= 提供された本文 =
2024年03月28日

女性にとって「育児と管理職の両立」は可能か~中高年の女性管理職のうち、子がいる割合は4割弱

生活研究部 准主任研究員・ジェロントロジー推進室兼任 坊 美生子

文字サイズ

2-2│子がいる女性管理職の割合が小さい要因
2-1|でみてきたように、女性管理職のうち、子がいる割合、特に小学生以下の子がいる割合が小さい背景としては、育児中の女性には、残業や転勤に制約があること、子の病気などで休暇を取得する機会が多いこと、職場や職務で起きる不測の事態に対して、夜間休日の対応ができないことなどが考えられる。それ以外にも、人事側が、小さい子がいる社員への「配慮」として、負荷が大きい管理職を割り当てないという可能性もある。このうち、残業の問題に関連して、共同研究のアンケート結果に戻って、管理職と非管理職の1日の平均労働時間をみておきたい。

図表5に記した通り、「管理職」は「7~8時間」が約6割、「9~10時間」の割合が約3割、「11時間以上」が約4%である。所定労働時間は企業によって異なるため、「時間外労働」をしている人の割合は特定できないが、管理職は、労働基準法が定める原則「1日8時間」を上回る長時間労働をしている割合が、非管理職に比べて大きい。このことが、育児中の女性が管理職に就くハードルを上げている可能性がある。ただし、逆の見方をすると、「7~8時間」が約6割と多数派であることから、おおよそ所定内労働時間内で管理職業務を終えている女性も多いと言うことができる。
図表5 管理職を務める中高年女性の1日の平均労働時間
2-3│裾野の女性から見た状況
次に、女性管理職の家族の状況に関して、裾野の女性たちの見方を確認する。同じく共同研究より、非管理職を含めた中高年女性会社員全体の意識をみると、「職場に女性管理職がいる」と回答した女性のうち、その効果について、「登用されるのは独身や子どものいない女性ばかりで、育児との両立を希望する女性のロールモデルにはならない」と回答した人が9.5%いた5

職場で女性管理職が増えたとしても、実際には未婚や子がいない女性ばかりであれば、裾野の女性から見ると、「やっぱり育児をしながら管理職の仕事をするのは無理だ」という印象を与えてしまう。従って、女性活躍を推進する企業にとっては、育児という事情を抱えた女性であっても、管理職に登用するためには、どのような体制や取組が求められるのかを、考える必要があるだろう。

= 行の一覧 =

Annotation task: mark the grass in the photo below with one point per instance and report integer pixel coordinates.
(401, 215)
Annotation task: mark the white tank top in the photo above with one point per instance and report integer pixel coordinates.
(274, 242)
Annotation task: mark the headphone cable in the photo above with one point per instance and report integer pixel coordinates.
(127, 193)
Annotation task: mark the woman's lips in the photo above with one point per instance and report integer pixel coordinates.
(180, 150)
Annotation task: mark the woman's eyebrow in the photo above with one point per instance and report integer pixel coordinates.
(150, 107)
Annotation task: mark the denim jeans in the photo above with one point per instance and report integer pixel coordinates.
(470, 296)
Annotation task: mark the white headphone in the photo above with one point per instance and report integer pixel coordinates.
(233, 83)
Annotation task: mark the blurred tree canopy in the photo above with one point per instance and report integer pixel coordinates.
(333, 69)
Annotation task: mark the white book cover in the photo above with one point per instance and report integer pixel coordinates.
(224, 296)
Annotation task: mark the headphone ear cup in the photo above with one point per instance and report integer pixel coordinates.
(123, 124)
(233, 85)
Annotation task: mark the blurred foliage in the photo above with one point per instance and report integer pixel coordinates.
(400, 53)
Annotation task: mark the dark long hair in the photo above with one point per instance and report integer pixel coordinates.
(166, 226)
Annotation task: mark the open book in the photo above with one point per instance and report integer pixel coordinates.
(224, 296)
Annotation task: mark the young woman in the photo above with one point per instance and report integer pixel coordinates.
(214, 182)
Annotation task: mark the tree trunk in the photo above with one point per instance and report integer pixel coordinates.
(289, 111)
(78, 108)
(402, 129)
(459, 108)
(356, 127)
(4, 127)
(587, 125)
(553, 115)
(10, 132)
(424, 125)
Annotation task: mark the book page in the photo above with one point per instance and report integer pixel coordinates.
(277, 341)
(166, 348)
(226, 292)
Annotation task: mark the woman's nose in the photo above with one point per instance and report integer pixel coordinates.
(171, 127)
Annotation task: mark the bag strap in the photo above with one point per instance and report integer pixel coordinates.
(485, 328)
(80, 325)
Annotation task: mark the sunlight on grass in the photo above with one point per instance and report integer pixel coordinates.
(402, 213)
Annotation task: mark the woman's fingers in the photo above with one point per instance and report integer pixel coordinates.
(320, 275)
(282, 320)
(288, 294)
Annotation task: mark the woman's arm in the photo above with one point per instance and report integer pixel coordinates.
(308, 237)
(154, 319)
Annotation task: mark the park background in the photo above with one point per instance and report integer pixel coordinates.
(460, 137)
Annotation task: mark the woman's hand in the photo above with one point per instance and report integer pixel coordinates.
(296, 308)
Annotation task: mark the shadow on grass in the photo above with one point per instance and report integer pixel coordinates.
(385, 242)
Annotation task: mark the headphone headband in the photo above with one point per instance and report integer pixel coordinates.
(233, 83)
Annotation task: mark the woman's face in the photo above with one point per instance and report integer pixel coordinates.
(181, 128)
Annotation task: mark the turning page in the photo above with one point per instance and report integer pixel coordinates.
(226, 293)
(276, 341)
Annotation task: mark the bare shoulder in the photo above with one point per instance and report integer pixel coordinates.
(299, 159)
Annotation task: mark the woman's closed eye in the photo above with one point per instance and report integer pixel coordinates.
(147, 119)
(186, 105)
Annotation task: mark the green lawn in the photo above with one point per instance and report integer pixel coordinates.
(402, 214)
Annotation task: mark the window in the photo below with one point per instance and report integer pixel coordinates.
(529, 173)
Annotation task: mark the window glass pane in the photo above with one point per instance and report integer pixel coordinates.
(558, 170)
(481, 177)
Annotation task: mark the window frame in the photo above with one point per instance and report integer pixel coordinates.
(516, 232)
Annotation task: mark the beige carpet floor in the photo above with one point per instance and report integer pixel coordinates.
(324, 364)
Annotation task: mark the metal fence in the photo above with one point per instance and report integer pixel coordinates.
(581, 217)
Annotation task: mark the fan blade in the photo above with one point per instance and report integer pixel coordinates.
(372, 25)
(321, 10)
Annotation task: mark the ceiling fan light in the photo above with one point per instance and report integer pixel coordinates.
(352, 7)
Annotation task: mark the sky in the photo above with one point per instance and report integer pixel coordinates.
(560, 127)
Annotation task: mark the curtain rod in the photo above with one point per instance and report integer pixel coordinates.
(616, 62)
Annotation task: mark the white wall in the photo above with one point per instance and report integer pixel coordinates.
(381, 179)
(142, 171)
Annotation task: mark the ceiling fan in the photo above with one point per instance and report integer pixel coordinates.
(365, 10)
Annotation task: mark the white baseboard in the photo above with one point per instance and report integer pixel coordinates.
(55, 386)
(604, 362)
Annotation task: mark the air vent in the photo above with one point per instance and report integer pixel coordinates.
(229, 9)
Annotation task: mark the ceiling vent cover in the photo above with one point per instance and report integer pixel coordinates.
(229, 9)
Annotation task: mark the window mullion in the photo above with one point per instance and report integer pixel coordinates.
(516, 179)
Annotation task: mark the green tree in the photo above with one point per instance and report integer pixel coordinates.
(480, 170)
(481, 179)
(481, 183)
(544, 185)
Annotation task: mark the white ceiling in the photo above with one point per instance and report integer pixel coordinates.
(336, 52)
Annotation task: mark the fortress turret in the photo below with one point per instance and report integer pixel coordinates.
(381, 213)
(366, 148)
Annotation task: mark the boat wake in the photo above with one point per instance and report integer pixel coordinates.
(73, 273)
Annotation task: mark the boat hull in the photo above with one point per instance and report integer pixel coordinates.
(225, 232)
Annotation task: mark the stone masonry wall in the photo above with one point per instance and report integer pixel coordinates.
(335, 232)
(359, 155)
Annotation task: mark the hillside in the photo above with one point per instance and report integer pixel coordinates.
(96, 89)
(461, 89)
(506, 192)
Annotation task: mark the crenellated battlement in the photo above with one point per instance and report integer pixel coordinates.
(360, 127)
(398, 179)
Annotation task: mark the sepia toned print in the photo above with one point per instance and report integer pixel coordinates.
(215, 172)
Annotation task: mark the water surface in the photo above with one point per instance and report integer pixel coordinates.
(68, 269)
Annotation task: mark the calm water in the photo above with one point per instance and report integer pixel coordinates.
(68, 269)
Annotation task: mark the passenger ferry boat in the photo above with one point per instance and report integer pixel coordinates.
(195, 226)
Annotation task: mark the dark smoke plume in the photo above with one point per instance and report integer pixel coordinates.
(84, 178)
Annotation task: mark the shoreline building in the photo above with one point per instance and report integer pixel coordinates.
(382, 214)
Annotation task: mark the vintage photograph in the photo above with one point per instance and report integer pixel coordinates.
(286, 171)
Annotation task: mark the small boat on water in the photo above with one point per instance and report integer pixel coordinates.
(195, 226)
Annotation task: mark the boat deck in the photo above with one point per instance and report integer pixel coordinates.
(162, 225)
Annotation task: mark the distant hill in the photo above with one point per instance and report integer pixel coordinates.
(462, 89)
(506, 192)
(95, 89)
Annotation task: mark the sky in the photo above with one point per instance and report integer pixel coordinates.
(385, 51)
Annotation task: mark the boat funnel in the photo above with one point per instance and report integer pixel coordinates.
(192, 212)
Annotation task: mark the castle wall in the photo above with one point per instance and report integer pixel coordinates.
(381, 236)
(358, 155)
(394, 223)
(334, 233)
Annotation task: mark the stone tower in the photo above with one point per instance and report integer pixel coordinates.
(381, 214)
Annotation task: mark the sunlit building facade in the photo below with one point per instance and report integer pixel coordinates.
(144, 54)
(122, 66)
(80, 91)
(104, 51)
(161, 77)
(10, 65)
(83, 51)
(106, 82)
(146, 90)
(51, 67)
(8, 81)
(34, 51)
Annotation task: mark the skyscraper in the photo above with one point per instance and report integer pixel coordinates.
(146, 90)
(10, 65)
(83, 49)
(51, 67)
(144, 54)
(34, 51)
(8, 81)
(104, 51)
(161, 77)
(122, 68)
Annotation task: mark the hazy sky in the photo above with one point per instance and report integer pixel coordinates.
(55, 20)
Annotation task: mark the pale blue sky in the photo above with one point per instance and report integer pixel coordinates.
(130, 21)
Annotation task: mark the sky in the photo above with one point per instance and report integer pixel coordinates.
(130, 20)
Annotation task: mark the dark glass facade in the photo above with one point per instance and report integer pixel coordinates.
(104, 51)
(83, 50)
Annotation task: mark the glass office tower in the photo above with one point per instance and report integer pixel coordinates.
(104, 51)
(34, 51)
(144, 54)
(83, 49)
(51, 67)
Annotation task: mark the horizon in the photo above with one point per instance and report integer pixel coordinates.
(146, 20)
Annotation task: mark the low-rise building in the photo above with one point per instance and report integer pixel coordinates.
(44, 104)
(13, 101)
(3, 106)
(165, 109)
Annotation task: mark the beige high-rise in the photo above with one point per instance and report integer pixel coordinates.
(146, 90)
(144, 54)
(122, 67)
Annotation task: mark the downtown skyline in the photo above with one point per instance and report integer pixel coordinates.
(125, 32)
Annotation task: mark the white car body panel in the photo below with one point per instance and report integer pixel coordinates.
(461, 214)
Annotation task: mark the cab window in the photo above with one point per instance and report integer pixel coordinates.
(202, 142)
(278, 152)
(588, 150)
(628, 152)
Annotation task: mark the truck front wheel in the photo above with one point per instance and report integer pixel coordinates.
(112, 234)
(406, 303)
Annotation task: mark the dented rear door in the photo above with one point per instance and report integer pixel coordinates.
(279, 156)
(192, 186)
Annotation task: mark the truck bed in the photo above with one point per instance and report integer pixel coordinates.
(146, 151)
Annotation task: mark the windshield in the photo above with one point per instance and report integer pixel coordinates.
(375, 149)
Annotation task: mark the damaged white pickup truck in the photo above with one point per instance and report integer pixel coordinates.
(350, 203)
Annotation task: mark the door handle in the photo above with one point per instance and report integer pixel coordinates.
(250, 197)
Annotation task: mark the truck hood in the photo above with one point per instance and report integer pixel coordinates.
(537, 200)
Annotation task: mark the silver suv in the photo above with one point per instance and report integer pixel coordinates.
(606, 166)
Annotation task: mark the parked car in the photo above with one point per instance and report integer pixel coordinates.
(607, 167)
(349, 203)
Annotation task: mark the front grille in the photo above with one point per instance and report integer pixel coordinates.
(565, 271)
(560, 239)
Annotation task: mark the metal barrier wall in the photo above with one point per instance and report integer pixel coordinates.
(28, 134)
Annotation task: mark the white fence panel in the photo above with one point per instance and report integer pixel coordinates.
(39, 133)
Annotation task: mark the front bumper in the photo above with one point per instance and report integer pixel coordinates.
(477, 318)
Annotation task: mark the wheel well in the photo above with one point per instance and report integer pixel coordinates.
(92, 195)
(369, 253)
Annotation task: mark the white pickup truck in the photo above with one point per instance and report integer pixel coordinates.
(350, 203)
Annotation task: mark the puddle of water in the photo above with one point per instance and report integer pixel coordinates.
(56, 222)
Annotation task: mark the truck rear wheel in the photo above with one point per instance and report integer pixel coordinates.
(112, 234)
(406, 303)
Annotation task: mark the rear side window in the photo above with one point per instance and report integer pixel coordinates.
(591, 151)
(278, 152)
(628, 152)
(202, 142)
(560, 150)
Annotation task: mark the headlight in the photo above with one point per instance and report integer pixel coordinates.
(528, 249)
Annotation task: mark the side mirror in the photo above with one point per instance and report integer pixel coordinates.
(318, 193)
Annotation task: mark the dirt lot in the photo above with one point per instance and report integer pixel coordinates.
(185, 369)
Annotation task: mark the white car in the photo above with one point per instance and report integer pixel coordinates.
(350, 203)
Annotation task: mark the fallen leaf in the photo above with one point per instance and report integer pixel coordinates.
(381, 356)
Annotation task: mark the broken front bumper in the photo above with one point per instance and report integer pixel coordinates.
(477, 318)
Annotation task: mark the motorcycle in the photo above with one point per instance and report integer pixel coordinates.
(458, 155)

= 取り組む課題 =
1. 女性管理職に関する本文について、次の問いに答えてください。
(a) 管理職の1日の平均労働時間で「7~8時間」の割合は約何割ですか?
(b) 「登用されるのは独身や子どものいない女性ばかりで、育児との両立を希望する女性のロールモデルにはならない」と回答した人は何%いましたか?
(c) 人事側は小さい子がいる社員への「配慮」として、何をする可能性があるとされていますか?
2. 女性管理職に関する本文で、図表5の説明に出てくる「管理職」の1日の平均労働時間の区分はどれですか?それぞれの割合も添えて、すべて挙げてください。
3. 女性管理職に関する本文を、最後の文のあとから書き継いでください。
ここに並ぶ行は、この作業には一切使いません。

= 各課題の解答 =
1.
(a) 約6割
(b) 9.5%
(c) 負荷が大きい管理職を割り当てないこと

2.
・7~8時間:約6割
・9~10時間:約3割
・11時間以上:約4%

3.
3――「育児と管理職の両立」を実現するために

3――「育児と管理職の両立」を実現するために~一般社団法人定年後研究所・ニッセイ基礎研究所「ダイバーシティ・中高年女性社員活躍に関する大企業取組インタビュー調査」より~

3-1│企業側に求められる制度・取組
今後は、小さい子どもがいても、意欲がある人は、組織の中で中心的な職務を経験し、適切な時期に管理職として働けるように、企業や女性側(または男性側)にとって必要な制度や取り組みについて考察したい。

まず、企業側にとって必要なことは、育児中の社員も働きやすく、また成果を出しやすいように、適切な「ダイバーシティ経営」が必要になる。佐藤ほか(2020)が提唱する具体的なポイントは、(1)「理念共有経営」、(2) 多様な「人材像」を想定した人事管理システムの構築、(3) 多様な人材が活躍できる土台としての「働き方改革」の実現、(4) 多様な部下をマネジメントできる管理職と職場の「心理的安全性」、(5) 働く一人ひとりの多様性の実現、という6点である6。詳しくは、筆者の別稿「企業は女性を管理職に「登用」すれば良いのか~ダイバーシティ経営を生産性向上につなげるために~」(基礎研レポート)で説明しているので、参照して頂きたい。
 
6 佐藤博樹・武石恵美子・坂爪洋美(2022)『多様な人材のマネジメント』(中央経済社)
3-2│管理職に就く女性自身にできる工夫
(1) “権限移譲”と“タイムコントロール”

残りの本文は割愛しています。